→ **Source passage**:
■ ■ ■ ■

Movies to look out for over the next few months…
Dir: Mark Andrews, Brenda Chapman and Steve Purcell
Cast: Kelly Macdonald, Emma Thompson, Billy Connolly and Robbie Coltrane
Released: 3 August in Scotland, rest of UK 13 August 2012
Whilst the critical mauling received by Cars 2 may have blemished Pixar’s reputation as the world’s leading purveyors of animated family films, any new release from this iconic studio will always be met with elevated anticipation. Set in a mythical incarnation of ancient Scotland, Brave was fittingly chosen to close this year’s Edinburgh International Film Festival and was met by unanimous praise from both critics and audiences alike. A marked departure from their usual output, Brave’s childhood fable may have the appearance of a conventional Disney film, yet undoubtedly boasts the breathtaking visuals so often associated with a Pixar movie.
The Bourne Legacy
Dir: Tony Gilroy
Cast: Jeremy Renner, Edward Norton and Rachel Weisz
Released: 17 August 2012 (Previews 13-16 August)

■ ■ ■ ■

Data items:
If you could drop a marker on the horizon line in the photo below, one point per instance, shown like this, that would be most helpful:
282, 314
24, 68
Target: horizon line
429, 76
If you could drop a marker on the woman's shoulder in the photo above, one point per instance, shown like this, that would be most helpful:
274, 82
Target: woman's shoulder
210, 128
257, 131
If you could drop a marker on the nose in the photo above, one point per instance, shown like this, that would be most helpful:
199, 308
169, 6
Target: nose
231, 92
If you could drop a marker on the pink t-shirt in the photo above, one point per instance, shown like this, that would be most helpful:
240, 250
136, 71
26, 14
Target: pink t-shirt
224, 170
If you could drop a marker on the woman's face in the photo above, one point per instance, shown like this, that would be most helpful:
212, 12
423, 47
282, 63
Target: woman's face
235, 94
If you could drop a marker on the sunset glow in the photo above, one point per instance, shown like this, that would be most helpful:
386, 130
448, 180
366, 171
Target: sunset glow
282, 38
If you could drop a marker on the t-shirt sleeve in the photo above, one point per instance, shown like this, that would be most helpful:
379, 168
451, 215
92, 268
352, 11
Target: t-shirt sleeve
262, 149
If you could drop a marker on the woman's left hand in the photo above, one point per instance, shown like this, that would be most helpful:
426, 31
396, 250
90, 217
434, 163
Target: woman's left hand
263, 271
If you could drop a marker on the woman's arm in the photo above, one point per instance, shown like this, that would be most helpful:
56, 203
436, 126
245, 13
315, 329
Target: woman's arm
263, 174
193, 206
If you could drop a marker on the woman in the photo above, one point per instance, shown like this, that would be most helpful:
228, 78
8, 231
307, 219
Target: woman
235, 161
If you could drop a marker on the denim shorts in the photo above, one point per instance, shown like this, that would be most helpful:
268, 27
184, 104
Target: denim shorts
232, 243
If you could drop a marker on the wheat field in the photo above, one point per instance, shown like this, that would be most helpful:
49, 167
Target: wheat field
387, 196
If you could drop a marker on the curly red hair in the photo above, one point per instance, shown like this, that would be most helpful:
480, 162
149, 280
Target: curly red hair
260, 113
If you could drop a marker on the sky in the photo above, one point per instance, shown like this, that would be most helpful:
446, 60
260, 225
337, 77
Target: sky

■ ■ ■ ■

→ **Set task 1**:
Print the stretch of the movie preview from "Movies to look" through "a Pixar movie.".
→ **Set task 2**:
According to the movie preview, which festival did Brave close this year?
→ **Set task 3**:
Finish out the next part of the movie preview, starting right after its last line.
The data items are separate material, apart from the movie preview.

→ **Task output 1**:
Movies to look out for over the next few months…
Dir: Mark Andrews, Brenda Chapman and Steve Purcell
Cast: Kelly Macdonald, Emma Thompson, Billy Connolly and Robbie Coltrane
Released: 3 August in Scotland, rest of UK 13 August 2012
Whilst the critical mauling received by Cars 2 may have blemished Pixar’s reputation as the world’s leading purveyors of animated family films, any new release from this iconic studio will always be met with elevated anticipation. Set in a mythical incarnation of ancient Scotland, Brave was fittingly chosen to close this year’s Edinburgh International Film Festival and was met by unanimous praise from both critics and audiences alike. A marked departure from their usual output, Brave’s childhood fable may have the appearance of a conventional Disney film, yet undoubtedly boasts the breathtaking visuals so often associated with a Pixar movie.

→ **Task output 2**:
The Edinburgh International Film Festival.

→ **Task output 3**:
Regardless of Paul Greengrass flippantly suggesting that if there were to be a fourth Bourne movie it should be called “The Bourne Redundancy”, Universal clearly believe there’s still life in Robert Ludlum’s super-assassin. Former Bourne screenwriter Tony Gilroy has been drafted in to helm this expansion of Ludlum’s universe with Jeremy Renner (fresh from his appearance in Joss Whedon’s Avengers Assemble) replacing Matt Damon as the franchise’s rogue CIA operative. From the teaser trailer it’s evident the film’s narrative has been interwoven into the events which occurred during the original trilogy’s final chapter, with The Bourne Legacy clearly aiming to take the familiarity of this successful franchise and inject it with a fresh new perspective.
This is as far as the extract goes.